* SUPPLIED DATA:
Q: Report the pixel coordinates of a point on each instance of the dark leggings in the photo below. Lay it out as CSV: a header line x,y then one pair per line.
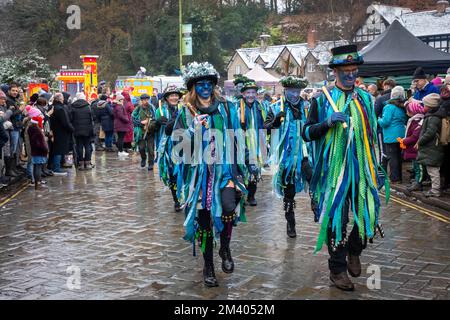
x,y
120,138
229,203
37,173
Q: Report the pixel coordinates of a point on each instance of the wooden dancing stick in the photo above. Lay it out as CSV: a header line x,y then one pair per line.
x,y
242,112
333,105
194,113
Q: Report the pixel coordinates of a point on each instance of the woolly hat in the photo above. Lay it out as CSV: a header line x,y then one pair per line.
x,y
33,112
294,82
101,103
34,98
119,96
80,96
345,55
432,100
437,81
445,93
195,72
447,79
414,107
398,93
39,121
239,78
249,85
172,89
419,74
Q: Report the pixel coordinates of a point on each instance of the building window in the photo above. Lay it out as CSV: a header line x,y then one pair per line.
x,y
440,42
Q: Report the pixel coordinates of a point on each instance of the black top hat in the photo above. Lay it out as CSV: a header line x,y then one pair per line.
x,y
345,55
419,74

* * *

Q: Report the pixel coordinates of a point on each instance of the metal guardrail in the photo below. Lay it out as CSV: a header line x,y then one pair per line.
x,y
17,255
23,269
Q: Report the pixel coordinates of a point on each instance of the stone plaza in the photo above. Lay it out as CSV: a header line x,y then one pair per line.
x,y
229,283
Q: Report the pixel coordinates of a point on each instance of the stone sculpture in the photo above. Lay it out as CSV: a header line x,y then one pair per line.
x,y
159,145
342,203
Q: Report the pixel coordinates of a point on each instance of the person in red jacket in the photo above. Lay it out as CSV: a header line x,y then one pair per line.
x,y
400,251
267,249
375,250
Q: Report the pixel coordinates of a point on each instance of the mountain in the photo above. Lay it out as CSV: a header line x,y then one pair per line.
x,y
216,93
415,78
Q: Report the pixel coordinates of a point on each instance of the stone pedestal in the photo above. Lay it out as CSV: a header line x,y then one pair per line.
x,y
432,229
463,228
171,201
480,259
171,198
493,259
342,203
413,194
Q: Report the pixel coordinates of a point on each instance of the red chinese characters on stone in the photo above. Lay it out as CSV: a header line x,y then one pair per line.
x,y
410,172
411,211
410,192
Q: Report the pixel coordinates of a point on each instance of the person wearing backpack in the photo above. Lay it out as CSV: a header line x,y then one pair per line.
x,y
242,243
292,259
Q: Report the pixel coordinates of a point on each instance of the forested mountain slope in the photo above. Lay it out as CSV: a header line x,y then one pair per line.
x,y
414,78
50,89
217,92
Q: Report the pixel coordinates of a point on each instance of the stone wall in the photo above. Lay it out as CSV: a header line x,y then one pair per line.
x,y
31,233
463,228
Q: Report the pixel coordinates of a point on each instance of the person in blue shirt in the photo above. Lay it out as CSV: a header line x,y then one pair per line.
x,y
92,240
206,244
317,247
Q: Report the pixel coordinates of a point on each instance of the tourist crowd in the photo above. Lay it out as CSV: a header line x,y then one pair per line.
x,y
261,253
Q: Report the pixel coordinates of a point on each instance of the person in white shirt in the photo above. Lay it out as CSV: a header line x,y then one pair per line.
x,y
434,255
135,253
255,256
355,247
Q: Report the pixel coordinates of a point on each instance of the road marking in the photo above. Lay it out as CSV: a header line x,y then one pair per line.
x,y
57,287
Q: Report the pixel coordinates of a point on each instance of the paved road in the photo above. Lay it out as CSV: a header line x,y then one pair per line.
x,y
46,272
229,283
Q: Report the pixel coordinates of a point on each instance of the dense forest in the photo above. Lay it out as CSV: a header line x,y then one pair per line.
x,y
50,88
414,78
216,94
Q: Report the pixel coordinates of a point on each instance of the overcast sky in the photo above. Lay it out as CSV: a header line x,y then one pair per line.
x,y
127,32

* WORK TO BE COMPLETED:
Pull out each line of the records above that contains the word "tourist", copying every such line in full.

* ANSWER FOR THE TASK:
Q: Report the pixel coordinates of a point on each instance of the tourist crowd in the photo above. Lay it out as CSV: a header line x,y then one pair per line.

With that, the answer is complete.